● PASSAGE SHOWN
Physical Description
The passenger pigeon measured about 15 inches in length, with a wingspan of about 23 inches. The tail narrowed to a wedge. The birds had plump bodies with small, bluish heads and dark bills. The eyes were scarlet and the feet were red,. Parts of the neck and breast gleamed gold and orange-red or shimmered lavender or green, while a significant portion of the feathers covering the back were bright blue. As with other bird species, male passenger pigeons boasted brighter plumage than females.
Range and Dietary Habits
The passenger pigeon inhabited the forests of the eastern United States and central Canada, flying in great flocks numbering in the hundreds of thousands. The term "passenger pigeon" referred not only to the species' migratory behavior in cooling weather, but also its habitual flights in search of food or nesting sites.
The passenger pigeon nested in a restricted area ranging from the Great Lakes eastward to New York. The birds migrated southward toward Arkansas, North Carolina and the Gulf Coast in search of warmth in the cooler months. These pigeons consumed a varied diet consisting of nuts, seeds and berries, complemented by worms and insects during warmer months.
Celebrated ornithologist John Audubon once commented that a single flock of passenger pigeons took three days to traverse the sky over his head.
Behavior
Equipped with formidable wings and strong flight muscles, passenger pigeons flew about a mile a minute. When night fell, they would congregate in the trees to roost. Roosting birds could cover the ground with a layer of droppings inches thick. The accumulated waste provided nutrients for plants and enriched the soil. When the passenger pigeons found a suitable place to nest en masse, they could cover 40 square miles. They did not mind traveling up to 50 miles -- almost an hour's flight away -- to find food, and their foraging often left entire forests bare.
Reproduction
The downfall of the passenger pigeon might be partly attributed to its breeding pickiness. Efforts to breed the birds in captivity failed.
The notes of the passenger pigeon's mating call were loud and not soothing to the ears, a possible adaptation to drown out the cacophony of other males in the area. Males beat their wings, pranced, and bobbed their heads at potential mates. The male bird then crept up to the female and engaged in a sort of bird "hug." The female, if receptive, would reciprocate the embrace.
The birds preferred to mate in the wild amid a large congregation, possibly an adaptation for safety. A female produced a single egg after mating.

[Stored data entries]
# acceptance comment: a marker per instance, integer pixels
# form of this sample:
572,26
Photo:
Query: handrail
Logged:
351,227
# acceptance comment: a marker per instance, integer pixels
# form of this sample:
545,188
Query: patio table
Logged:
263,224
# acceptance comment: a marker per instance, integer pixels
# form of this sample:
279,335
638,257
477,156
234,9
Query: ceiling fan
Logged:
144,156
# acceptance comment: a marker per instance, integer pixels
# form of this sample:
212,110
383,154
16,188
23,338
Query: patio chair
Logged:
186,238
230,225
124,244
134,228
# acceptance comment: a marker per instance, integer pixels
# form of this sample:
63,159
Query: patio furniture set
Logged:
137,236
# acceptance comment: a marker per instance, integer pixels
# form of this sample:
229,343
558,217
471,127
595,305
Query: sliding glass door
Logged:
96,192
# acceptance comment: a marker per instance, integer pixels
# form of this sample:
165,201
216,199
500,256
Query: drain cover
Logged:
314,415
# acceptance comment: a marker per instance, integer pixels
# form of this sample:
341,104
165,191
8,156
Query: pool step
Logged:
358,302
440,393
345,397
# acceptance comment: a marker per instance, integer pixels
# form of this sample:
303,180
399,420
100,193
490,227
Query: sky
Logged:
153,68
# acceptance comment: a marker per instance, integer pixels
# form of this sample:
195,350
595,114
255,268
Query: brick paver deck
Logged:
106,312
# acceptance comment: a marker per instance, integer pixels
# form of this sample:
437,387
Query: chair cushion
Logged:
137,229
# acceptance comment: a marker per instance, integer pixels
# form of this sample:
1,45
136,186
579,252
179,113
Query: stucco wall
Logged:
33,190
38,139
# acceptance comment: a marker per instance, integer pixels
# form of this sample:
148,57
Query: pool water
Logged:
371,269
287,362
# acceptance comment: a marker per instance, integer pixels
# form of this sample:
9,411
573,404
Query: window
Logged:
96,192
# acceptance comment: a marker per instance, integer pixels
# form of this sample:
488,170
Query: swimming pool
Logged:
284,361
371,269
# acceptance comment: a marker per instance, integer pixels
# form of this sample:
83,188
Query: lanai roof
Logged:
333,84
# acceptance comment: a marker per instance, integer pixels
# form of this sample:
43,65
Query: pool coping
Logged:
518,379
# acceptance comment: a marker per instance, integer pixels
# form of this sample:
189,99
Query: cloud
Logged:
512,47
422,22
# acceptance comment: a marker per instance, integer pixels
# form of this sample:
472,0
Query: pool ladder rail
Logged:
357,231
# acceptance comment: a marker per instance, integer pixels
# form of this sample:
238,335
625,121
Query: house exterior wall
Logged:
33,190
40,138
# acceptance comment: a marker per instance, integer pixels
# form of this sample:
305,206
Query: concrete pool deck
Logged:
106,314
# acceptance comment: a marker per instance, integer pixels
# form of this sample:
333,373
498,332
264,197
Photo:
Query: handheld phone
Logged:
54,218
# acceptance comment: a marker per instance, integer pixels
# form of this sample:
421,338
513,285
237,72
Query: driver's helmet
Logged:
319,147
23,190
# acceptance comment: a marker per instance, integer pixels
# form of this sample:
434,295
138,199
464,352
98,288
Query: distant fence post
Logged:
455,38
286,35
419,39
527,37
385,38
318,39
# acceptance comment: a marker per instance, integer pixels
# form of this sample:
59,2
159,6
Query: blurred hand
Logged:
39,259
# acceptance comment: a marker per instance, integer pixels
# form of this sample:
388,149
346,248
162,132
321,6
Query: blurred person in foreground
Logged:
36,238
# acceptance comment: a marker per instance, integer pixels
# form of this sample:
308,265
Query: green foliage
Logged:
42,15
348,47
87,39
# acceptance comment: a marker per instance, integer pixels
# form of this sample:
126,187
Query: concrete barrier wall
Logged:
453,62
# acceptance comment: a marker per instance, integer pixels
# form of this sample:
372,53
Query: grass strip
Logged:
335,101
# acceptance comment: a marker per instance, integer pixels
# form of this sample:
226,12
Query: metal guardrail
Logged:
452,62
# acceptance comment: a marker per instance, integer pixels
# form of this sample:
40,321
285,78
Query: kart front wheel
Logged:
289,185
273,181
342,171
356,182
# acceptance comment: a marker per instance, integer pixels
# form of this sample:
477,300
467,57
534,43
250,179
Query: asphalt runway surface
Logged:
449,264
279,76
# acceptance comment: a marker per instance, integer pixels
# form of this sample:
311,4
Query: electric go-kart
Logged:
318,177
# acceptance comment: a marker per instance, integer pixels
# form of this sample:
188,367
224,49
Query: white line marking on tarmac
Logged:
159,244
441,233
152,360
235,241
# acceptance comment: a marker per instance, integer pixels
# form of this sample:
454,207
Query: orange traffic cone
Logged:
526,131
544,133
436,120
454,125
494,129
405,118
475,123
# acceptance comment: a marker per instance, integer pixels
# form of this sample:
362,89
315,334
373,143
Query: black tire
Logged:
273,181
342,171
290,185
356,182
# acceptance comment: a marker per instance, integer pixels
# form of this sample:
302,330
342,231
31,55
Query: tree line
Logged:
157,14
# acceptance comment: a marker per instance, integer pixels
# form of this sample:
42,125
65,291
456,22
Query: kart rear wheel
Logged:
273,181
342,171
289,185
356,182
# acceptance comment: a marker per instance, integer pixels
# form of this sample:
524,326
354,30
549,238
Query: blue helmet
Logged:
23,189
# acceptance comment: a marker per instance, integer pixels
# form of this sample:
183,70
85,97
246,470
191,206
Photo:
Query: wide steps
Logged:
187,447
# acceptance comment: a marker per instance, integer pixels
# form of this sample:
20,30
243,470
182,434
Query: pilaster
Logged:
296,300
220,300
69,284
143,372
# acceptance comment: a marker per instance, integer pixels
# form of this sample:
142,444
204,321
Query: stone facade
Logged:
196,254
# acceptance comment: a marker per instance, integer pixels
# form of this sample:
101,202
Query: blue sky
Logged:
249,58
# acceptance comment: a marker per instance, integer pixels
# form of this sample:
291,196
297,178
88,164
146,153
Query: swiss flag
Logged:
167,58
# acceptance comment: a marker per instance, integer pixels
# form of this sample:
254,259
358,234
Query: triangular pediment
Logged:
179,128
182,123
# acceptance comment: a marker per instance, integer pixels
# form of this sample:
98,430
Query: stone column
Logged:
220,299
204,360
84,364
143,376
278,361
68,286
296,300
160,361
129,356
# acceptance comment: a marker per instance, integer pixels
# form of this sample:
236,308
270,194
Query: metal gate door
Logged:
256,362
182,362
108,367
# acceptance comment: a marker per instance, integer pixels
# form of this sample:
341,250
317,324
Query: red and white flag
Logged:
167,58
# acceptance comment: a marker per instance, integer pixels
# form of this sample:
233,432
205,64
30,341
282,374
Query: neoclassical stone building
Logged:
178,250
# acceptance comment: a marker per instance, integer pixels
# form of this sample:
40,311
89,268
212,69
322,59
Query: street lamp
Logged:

● TASK REQUIREMENTS
**1.** Answer these about the passenger pigeon passage:
(a) What was the bird's wingspan?
(b) Where did the birds nest?
(c) How fast did they fly?
**2.** Copy the stretch of the passenger pigeon passage from "Celebrated ornithologist John" through "entire forests bare.".
The material above stands apart from the passenger pigeon passage.

● REPLIES
**1.**
(a) About 23 inches.
(b) In a restricted area ranging from the Great Lakes eastward to New York.
(c) About a mile a minute.

**2.**
Celebrated ornithologist John Audubon once commented that a single flock of passenger pigeons took three days to traverse the sky over his head.
Behavior
Equipped with formidable wings and strong flight muscles, passenger pigeons flew about a mile a minute. When night fell, they would congregate in the trees to roost. Roosting birds could cover the ground with a layer of droppings inches thick. The accumulated waste provided nutrients for plants and enriched the soil. When the passenger pigeons found a suitable place to nest en masse, they could cover 40 square miles. They did not mind traveling up to 50 miles -- almost an hour's flight away -- to find food, and their foraging often left entire forests bare.